** START OF SOURCE EXTRACT **

Data Transparency: Retailer’s new competitive advantage
It’s been said that “Data is gold” in the retail industry. Back in 2017, The Economist published a story titled, “The world’s most valuable resource is no longer oil, but data.” Whatever value data represents in retailers’ quest for innovation in marketing, customer experience and product development, the data belongs to the consumer. Privacy regulations are informing consumers that their data is valuable, and data collectors should view consumer data as “gold with consent”.
Retailers and Emerging Data Privacy Regulations
The biggest impact for retailers is that new regulations directly affect virtually all business functions and their respective investments. From MarTech/AdTech to customer experience, troubleshooting, and ecommerce – specific departments will need their own respective data strategies, communicate between these departments, and ensure they comply with each jurisdiction they do business in. Hiring a Chief Privacy Officer and a privacy department is beneficial but establishing an ethical data collection practice (Privacy by Design and Consent Management), responding to consumer requests in a timely manner (DSRs), and maintaining data usage transparency (Privacy Policies) will need to be woven into the very fabric of organizations.
Retailers use consumer data to benefit customers
Retailers utilize consumer data to administer loyalty programs and provide other consumer benefit programs. Retailers are concerned with privacy regulations effecting strong customer relationships.
However, relationships will be strengthened with data privacy programs:
- When consumers are in a “shopping mindset” there is a contextual advertising opportunity.
- Superior first-party shopper data which allow advertisers to be as relevant and timely as possible. Not only does this mean more effectiveness in terms of conversions, but also more efficiency in terms of advertising dollars and ROI.
- Without third-party cookies, it offers advertisers viable reach, targeting and retargeting opportunities, wherever customers prefer to engage online or offline.
- It offers a stronger link between advertising and its outcomes and allows brands to build more performance-based campaigns and budgets.
Meeting the Data Privacy Challenges
Put the customer in control
Large data sets are great, but what if data collected for campaigns and experience is from your top customers? Allow customers to customize their experience as their expectations and needs change. Customers opting out aren’t looking for deals, savings, or points. Opting out in of itself is an important consumer metric.
Tools that regulators are requiring organizations to have will also become powerful tools for retail marketing strategies:
- Do Not Sell My Personal Information link in the footer
- Opt-Out of collection in a pop up
- Global Privacy Controls enabled
- Granular Preference Forms
- Data Subject Request Forms
Be mindful of consumer’s personal information
Marketing departments are asking consumers to disclose excessive amounts of personal information. State Attorney Generals and privacy regulators are mindful of this.
According to the CCPA: Personal information is information that identifies, relates to, or could reasonably be linked with you or your household. For example, it could include your name, social security number, email address, records of products purchased, internet browsing history, geolocation data, fingerprints, and inferences from other personal information that could create a profile about your preferences and characteristics.
Some categories of personal information are classified as sensitive personal information.

** END OF SOURCE EXTRACT **
** START OF INFORMATION SHOWN **

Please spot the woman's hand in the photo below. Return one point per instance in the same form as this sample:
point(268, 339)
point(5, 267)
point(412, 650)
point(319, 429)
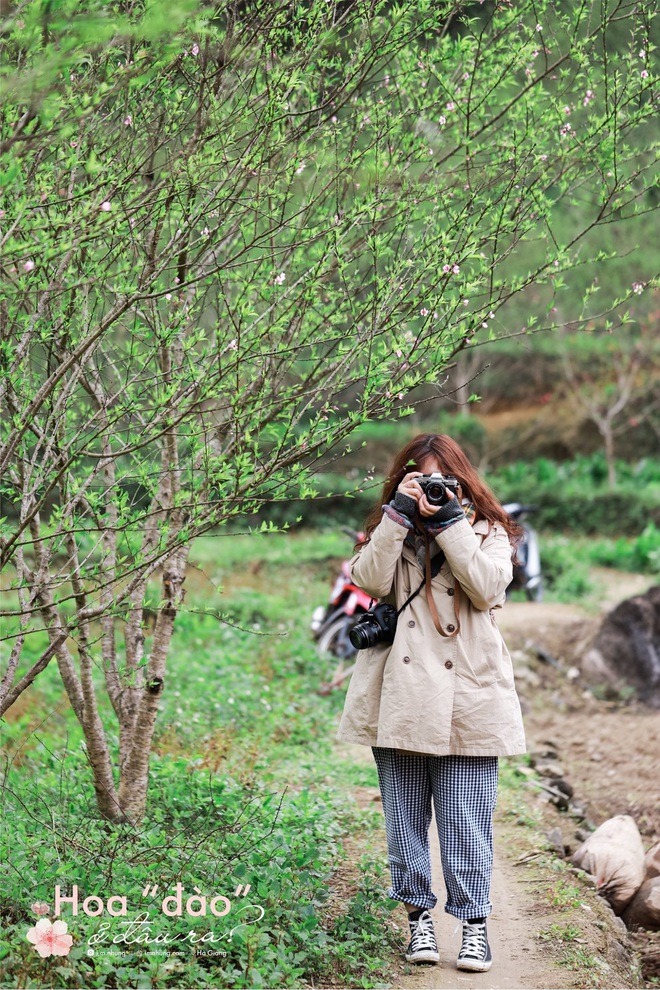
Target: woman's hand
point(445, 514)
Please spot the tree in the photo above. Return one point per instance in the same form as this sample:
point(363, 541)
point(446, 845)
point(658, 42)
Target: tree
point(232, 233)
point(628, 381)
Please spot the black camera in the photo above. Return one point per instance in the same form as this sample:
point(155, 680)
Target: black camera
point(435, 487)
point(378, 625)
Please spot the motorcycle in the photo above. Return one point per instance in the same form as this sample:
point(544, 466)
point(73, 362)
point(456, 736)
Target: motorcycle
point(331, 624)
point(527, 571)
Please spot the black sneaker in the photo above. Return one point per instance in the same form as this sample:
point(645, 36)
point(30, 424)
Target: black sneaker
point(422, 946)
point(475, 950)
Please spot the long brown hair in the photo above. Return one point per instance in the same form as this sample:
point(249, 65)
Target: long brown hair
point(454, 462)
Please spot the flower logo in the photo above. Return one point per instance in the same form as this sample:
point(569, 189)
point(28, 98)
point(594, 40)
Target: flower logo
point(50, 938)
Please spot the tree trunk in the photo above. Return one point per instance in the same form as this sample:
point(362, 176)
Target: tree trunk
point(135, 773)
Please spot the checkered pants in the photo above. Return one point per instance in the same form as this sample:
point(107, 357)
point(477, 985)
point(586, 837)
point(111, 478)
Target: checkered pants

** END OF INFORMATION SHOWN **

** OBJECTIVES **
1. Answer these questions from the data transparency article:
(a) Which publication ran a 2017 story saying data had replaced oil as the most valuable resource?
(b) What does the article call an important consumer metric in itself?
(c) Which law's definition of personal information does the article quote?
2. Write the next part of the data transparency article, continuing from its last sentence.

** ANSWERS TO EACH TASK **
1.
(a) The Economist
(b) Opting out
(c) The CCPA

2.
Create a clear value exchange
Don’t be afraid of cookie compliance, preference controls, and consumer consent, because in order to do business in certain states and countries, you must comply. This creates an opportunity to explain the consumer value exchange of data for better targeted advertising.
Get started immediately to see how easy it is to get value with data governance.
Communicate with consumers clearly and frequently
It is legally required for businesses to communicate their practices for data collection, sharing, first party and third-party usage, and violating these laws puts companies at risk. Communicating with customers about using data to create a better experience is simply a good practice, creating a retailer to consumer (B2C) trust experience.
Forward-thinking retailers with confidence-building at their core will seize the opportunity to define transparent, consumer-centric privacy standards. Don’t just comply, thrive.
6 critical and manageable elements for dynamic privacy with scalability:
1. Customers should have reasonable control, access, correction, and deletion rights of their personal information.
2. A sound privacy policy framework must be national in scope rather than a patchwork of fifty state laws. Strong, clear preemption of state laws is necessary to set clear expectations for all consumers nationwide and reduce state-level compliance burdens.
3. Accountability for all departments and third parties. Every sector within the data ecosystem should have a duty to its data subjects.
4. Risk-based approach to privacy is essential.
5. Incentives for Good Faith Actors. Be transparent and sincere in one’s business dealings and without a desire to defraud, deceive, take advantage of or in any way act maliciously towards consumers.
6. Strong and Fair Enforcement. Retailers should actively support fair, consistent, and equitable enforcement of privacy laws by the Federal Trade Commission and State Attorneys General.
Technology for the retail competitive advantage
Clarip’s Data Privacy Governance Platform ensures compliance with all consumer privacy regulations, including “Do Not Sell”. Allow customers to submit, revoke and update granular consent with Clarip Consent Management.
Click here to learn more about our Preference and Consent Management Platform! Clarip takes enterprise privacy governance to the next level and helps organizations reduce risks, engage better, and gain customers’ trust! Contact us at www.clarip.com or call Clarip at 1-888-252-5653 for a demo.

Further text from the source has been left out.